───── RECORD SET ─────
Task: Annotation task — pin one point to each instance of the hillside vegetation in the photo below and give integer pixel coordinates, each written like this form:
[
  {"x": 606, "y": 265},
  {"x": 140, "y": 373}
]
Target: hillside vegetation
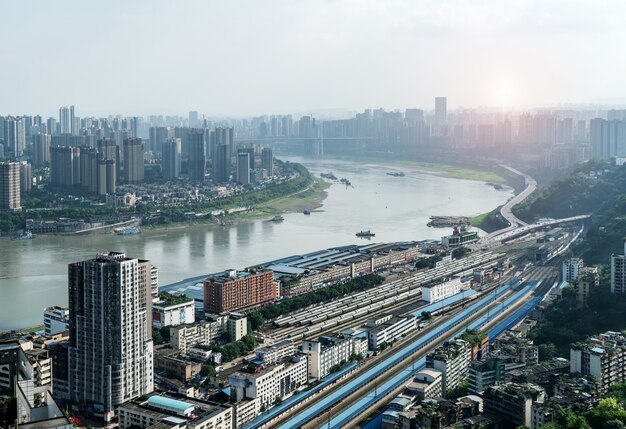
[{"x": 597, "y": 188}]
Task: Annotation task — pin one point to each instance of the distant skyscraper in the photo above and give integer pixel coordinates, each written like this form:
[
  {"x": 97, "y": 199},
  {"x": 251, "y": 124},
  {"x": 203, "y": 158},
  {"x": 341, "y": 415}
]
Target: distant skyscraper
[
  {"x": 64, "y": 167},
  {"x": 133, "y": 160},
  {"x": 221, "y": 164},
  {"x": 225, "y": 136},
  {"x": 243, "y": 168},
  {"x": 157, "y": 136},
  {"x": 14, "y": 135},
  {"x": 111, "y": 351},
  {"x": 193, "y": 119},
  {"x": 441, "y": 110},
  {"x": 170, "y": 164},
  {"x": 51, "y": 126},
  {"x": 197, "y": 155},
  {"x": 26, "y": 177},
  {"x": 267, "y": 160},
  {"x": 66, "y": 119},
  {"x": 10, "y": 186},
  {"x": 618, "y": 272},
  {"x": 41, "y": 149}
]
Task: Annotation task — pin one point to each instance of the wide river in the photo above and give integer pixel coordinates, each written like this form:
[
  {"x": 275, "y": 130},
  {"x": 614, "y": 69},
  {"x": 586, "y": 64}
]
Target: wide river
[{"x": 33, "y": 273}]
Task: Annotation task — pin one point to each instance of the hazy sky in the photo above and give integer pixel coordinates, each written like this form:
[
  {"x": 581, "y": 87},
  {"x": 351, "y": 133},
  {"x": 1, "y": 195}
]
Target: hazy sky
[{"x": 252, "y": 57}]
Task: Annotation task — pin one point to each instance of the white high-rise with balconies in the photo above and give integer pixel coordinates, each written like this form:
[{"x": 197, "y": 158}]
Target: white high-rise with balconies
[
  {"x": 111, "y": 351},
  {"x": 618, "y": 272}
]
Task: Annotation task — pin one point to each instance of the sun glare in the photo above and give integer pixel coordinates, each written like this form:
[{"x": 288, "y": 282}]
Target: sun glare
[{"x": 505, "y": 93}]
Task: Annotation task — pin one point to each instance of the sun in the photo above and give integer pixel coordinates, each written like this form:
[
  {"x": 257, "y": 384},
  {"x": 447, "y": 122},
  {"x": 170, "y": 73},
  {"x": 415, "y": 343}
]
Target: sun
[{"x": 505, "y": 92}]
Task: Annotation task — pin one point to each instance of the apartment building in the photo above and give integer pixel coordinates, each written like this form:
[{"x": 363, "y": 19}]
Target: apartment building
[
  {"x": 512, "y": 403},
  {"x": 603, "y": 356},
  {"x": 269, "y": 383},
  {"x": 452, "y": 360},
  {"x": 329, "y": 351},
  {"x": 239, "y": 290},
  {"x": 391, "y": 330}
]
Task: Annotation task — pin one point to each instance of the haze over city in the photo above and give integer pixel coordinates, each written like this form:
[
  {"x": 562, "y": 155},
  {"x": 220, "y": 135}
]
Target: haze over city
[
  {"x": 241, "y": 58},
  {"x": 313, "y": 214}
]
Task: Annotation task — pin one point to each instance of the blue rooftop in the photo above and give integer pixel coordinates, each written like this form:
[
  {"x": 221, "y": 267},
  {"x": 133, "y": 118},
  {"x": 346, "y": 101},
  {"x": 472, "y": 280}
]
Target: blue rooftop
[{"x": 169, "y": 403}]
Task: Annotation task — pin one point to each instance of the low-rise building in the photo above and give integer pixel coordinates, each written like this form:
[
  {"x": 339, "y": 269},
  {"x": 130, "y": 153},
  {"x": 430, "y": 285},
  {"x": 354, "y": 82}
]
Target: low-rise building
─────
Copy the entries character for character, excluding any pictures.

Task: Annotation task — pin one point to each instance of the hillside vegetation in the photo below and give integer pixel coordinates, each written like this form:
[
  {"x": 606, "y": 265},
  {"x": 140, "y": 373}
]
Target: hillside vegetation
[{"x": 597, "y": 188}]
Task: Annotation task — pin one point to each instance of the distant skyscraper in the photo above and give integer pixel coordinates, each written like this form:
[
  {"x": 97, "y": 199},
  {"x": 251, "y": 124},
  {"x": 203, "y": 158},
  {"x": 341, "y": 415}
]
Target: distant skyscraper
[
  {"x": 64, "y": 167},
  {"x": 133, "y": 160},
  {"x": 221, "y": 164},
  {"x": 225, "y": 136},
  {"x": 243, "y": 168},
  {"x": 157, "y": 136},
  {"x": 14, "y": 135},
  {"x": 111, "y": 351},
  {"x": 193, "y": 119},
  {"x": 441, "y": 110},
  {"x": 170, "y": 164},
  {"x": 51, "y": 126},
  {"x": 197, "y": 155},
  {"x": 26, "y": 177},
  {"x": 267, "y": 160},
  {"x": 66, "y": 119},
  {"x": 10, "y": 186},
  {"x": 618, "y": 272},
  {"x": 41, "y": 149}
]
Task: Annotation task — pin one point to each instance of the wide river in the photo above and give integer pixel coordinates, each written like this form:
[
  {"x": 275, "y": 130},
  {"x": 614, "y": 69},
  {"x": 586, "y": 64}
]
Target: wide river
[{"x": 33, "y": 273}]
Task: Annotation task — pin one point to each instance of the hazy sky in the photo above and give integer pixel coordinates, each written like this form:
[
  {"x": 581, "y": 87},
  {"x": 351, "y": 133},
  {"x": 1, "y": 195}
]
Target: hazy sky
[{"x": 252, "y": 57}]
Task: Annotation task — pin one point to each instance of the white high-rise with balconies in the photo above and give integer pixel coordinates, each written like this form:
[{"x": 197, "y": 158}]
Target: white high-rise with balconies
[
  {"x": 111, "y": 351},
  {"x": 618, "y": 272}
]
Task: Annotation task — pin one point to each instance of the sun glare in the photo above and give integer pixel coordinates, each written like this form:
[{"x": 288, "y": 282}]
Target: sun glare
[{"x": 505, "y": 93}]
Task: Annotation task — pin one point to each instance of the sun in the photo above and give integer pixel coordinates, each written like this form:
[
  {"x": 257, "y": 384},
  {"x": 447, "y": 122},
  {"x": 170, "y": 73},
  {"x": 415, "y": 343}
]
Target: sun
[{"x": 505, "y": 92}]
Task: Annotation task — pin one point to each instance of the apartment building in the photo above and give integer pixel coordinates, each written like this form:
[{"x": 363, "y": 19}]
Target: apartment building
[
  {"x": 512, "y": 403},
  {"x": 603, "y": 356},
  {"x": 269, "y": 383},
  {"x": 452, "y": 360},
  {"x": 329, "y": 351},
  {"x": 239, "y": 290},
  {"x": 391, "y": 330}
]
Task: Annotation task — pin one point to each instance of the haze over city in the photo above and give integer pixel coordinates, each written like this form:
[
  {"x": 562, "y": 155},
  {"x": 220, "y": 135}
]
Target: haze over city
[
  {"x": 241, "y": 58},
  {"x": 313, "y": 214}
]
Task: Annotation task — pin one point to each instance of the blue rooftop in the photo above and give integer pixel coordinates, each written like this form:
[
  {"x": 221, "y": 267},
  {"x": 133, "y": 118},
  {"x": 346, "y": 101},
  {"x": 472, "y": 280}
]
Target: blue rooftop
[{"x": 169, "y": 403}]
Task: Annotation task — pin one point to each instance of the low-rise building in the photo above and give integer pixel coordinates, each written like this form:
[
  {"x": 339, "y": 269},
  {"x": 130, "y": 153},
  {"x": 430, "y": 285},
  {"x": 354, "y": 82}
]
Target: low-rise building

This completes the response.